**Task details**. Wherever "below" turns up in the entries, copy out the line that holds it.

•••••

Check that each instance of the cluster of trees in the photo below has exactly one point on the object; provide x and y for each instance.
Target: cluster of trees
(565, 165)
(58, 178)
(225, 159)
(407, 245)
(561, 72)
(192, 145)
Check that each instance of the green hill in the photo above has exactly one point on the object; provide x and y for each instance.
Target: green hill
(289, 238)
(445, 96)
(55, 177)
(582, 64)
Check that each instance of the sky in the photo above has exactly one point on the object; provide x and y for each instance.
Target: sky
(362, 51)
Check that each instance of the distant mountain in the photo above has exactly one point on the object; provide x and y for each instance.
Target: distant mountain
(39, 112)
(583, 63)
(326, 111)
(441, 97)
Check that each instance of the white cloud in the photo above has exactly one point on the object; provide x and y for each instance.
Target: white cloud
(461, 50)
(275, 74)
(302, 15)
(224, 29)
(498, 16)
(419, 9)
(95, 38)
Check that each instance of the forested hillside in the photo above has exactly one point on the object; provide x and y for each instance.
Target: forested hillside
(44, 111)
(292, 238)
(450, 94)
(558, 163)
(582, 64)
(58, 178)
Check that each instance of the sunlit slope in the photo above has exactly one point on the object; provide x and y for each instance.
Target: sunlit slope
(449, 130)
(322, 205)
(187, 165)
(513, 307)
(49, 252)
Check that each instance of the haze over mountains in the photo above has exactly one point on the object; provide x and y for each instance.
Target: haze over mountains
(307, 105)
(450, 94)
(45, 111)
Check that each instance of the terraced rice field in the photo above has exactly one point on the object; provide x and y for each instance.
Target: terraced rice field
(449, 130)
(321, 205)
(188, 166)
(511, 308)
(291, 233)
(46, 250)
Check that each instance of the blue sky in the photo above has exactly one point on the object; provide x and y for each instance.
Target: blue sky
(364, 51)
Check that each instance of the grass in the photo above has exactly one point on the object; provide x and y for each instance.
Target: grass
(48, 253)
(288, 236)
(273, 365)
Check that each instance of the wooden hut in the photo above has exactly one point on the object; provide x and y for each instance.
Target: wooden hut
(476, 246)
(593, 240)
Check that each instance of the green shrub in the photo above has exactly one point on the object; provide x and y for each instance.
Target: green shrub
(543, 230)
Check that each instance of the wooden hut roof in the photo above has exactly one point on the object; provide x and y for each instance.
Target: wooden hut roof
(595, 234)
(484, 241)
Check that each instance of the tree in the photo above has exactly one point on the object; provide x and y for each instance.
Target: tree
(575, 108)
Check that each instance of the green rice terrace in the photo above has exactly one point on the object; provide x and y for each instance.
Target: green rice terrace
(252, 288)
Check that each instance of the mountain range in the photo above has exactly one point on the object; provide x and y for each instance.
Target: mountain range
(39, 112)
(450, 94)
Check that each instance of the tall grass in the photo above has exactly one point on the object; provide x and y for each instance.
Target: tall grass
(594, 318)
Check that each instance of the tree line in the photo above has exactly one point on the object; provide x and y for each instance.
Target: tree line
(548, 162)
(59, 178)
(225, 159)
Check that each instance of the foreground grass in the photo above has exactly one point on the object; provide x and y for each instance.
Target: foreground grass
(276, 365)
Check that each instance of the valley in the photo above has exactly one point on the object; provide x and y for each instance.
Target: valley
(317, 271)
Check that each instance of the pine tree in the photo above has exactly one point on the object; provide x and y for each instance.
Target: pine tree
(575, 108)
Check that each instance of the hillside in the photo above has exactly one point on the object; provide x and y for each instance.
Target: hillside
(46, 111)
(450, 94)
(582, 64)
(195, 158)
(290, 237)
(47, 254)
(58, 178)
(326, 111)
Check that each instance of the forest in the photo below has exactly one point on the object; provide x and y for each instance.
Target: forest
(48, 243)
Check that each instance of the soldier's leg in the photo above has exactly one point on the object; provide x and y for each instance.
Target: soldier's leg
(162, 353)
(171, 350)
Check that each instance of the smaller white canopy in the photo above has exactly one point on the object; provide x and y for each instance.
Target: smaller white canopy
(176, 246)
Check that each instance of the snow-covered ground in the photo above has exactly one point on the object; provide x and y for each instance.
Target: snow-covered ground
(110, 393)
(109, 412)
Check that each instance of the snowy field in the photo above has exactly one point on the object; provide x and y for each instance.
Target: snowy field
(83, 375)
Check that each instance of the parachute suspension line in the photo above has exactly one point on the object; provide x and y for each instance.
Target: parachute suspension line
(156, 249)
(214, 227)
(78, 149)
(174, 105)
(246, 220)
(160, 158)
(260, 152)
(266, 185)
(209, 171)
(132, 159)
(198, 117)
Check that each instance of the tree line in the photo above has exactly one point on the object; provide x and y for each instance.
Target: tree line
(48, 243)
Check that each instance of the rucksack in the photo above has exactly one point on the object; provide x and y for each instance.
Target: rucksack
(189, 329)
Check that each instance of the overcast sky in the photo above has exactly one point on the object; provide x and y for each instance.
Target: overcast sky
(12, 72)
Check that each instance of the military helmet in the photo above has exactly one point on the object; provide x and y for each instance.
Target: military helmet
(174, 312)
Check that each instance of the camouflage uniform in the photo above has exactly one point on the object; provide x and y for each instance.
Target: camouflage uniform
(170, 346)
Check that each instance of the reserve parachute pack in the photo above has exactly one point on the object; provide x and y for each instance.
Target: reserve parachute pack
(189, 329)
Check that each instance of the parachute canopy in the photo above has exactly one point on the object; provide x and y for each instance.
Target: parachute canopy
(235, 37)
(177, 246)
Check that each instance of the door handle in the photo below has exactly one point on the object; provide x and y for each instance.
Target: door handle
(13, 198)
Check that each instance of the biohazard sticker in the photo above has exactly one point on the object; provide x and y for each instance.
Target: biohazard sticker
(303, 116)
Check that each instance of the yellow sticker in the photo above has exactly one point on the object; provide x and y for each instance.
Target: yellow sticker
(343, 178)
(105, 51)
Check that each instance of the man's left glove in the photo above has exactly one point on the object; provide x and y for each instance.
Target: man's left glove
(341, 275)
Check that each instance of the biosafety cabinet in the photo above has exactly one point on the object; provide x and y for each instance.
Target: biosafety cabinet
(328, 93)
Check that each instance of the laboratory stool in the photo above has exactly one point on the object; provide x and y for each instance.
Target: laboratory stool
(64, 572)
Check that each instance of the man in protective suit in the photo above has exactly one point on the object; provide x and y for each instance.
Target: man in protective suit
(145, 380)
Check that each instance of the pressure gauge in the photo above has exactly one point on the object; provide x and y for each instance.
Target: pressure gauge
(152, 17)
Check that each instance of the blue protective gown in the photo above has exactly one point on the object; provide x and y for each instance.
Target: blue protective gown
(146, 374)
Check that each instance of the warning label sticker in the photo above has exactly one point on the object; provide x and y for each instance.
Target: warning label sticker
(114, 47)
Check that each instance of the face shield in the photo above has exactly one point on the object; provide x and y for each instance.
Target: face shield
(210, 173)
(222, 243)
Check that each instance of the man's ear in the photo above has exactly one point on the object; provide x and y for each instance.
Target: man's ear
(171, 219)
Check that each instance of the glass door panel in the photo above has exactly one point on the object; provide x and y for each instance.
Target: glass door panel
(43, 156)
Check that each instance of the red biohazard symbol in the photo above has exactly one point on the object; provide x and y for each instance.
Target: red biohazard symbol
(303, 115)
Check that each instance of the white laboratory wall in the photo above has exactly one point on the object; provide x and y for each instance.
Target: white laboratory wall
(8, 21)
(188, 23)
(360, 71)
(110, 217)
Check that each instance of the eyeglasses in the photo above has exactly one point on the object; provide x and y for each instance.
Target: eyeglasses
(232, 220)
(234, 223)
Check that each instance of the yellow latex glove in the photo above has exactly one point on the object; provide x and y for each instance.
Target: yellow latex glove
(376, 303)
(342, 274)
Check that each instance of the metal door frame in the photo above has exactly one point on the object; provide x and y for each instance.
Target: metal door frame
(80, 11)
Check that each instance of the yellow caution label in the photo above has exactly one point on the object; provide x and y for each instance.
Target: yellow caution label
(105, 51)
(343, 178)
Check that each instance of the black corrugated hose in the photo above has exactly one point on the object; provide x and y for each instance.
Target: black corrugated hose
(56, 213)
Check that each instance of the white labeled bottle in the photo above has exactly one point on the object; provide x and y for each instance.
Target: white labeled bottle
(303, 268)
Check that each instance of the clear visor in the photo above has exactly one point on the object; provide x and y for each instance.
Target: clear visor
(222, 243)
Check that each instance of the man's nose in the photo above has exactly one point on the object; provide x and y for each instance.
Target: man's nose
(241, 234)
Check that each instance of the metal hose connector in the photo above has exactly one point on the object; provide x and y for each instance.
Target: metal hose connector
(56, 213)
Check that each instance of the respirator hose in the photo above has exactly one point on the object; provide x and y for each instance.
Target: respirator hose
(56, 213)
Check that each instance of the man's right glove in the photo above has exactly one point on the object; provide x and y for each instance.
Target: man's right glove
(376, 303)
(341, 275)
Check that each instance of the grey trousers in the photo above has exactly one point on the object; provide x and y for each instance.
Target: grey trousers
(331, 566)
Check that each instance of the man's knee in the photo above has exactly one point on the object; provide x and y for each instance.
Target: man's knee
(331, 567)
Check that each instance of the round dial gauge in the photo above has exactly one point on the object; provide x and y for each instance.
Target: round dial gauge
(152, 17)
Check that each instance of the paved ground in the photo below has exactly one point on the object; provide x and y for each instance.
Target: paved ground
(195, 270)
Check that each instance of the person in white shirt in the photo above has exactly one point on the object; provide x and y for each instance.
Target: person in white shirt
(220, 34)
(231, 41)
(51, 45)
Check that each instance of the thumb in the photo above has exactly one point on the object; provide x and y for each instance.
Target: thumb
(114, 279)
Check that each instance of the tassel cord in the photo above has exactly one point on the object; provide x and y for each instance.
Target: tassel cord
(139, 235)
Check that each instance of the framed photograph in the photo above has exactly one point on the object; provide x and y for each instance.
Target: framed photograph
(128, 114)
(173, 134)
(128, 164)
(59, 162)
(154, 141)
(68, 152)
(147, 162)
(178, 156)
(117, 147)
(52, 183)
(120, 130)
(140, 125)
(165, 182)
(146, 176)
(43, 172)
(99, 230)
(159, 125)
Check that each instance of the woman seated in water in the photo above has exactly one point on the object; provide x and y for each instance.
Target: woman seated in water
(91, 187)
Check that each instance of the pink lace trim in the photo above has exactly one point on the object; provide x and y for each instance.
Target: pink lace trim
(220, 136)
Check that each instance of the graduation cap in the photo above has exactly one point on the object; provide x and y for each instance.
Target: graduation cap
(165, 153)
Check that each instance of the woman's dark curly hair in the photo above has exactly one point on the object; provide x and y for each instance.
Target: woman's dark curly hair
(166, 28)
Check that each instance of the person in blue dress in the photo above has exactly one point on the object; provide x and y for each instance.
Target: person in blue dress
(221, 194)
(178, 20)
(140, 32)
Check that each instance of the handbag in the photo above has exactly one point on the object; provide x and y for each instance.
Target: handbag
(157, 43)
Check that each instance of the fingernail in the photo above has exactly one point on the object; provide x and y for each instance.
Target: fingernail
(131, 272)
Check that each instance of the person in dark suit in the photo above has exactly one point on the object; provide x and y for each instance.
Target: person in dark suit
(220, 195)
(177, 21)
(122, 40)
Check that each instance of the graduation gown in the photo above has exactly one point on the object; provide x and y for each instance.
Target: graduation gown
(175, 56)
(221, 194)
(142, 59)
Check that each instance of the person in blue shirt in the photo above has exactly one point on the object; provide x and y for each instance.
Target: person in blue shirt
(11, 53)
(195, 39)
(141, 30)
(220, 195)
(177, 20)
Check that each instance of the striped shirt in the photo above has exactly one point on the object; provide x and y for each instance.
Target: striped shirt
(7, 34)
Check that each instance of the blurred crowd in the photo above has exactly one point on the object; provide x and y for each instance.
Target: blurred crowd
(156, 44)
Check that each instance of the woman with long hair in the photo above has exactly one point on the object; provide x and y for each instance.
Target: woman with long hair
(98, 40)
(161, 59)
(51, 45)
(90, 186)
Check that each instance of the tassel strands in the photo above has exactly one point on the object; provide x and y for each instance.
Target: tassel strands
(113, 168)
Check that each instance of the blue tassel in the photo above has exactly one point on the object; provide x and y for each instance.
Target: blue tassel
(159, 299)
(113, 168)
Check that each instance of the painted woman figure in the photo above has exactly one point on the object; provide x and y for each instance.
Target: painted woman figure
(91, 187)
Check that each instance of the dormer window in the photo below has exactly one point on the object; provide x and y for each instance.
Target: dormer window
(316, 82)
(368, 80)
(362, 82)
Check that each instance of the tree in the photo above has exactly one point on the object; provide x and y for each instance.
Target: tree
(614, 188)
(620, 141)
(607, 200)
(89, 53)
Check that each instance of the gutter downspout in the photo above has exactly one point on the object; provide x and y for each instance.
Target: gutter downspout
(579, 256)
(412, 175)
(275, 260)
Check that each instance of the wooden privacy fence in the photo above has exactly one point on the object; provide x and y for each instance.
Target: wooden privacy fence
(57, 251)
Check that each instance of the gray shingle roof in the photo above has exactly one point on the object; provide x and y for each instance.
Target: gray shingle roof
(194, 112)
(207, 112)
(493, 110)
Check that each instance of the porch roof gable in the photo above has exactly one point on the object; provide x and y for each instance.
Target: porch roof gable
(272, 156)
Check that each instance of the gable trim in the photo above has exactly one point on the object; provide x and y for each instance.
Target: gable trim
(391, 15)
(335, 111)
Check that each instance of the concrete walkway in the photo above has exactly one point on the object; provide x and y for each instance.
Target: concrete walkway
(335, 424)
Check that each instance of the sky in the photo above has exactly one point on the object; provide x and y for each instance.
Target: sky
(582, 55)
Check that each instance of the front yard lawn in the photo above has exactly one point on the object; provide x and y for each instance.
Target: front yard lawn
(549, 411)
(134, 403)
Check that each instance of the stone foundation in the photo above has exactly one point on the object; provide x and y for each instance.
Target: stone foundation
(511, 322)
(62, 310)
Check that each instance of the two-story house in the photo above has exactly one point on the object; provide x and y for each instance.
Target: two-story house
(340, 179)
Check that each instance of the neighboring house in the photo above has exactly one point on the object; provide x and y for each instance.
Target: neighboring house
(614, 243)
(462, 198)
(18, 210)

•••••

**Solution**.
Check that each instance of the cluster of trees in the photo below has exactly one point on the object; provide x and y for each instance.
Check that each instance of the forest in the photo below has exactly one point on the object; provide x and y for each instance.
Check that each instance of the door handle in the photo below has exactly one point on the object; provide x and y for each instance.
Check that each instance of the paved ground in the photo below has exactly one point on the object; provide x and y for each instance.
Check that each instance of the dormer window in the photo below has exactly one point on the object; provide x and y for each instance.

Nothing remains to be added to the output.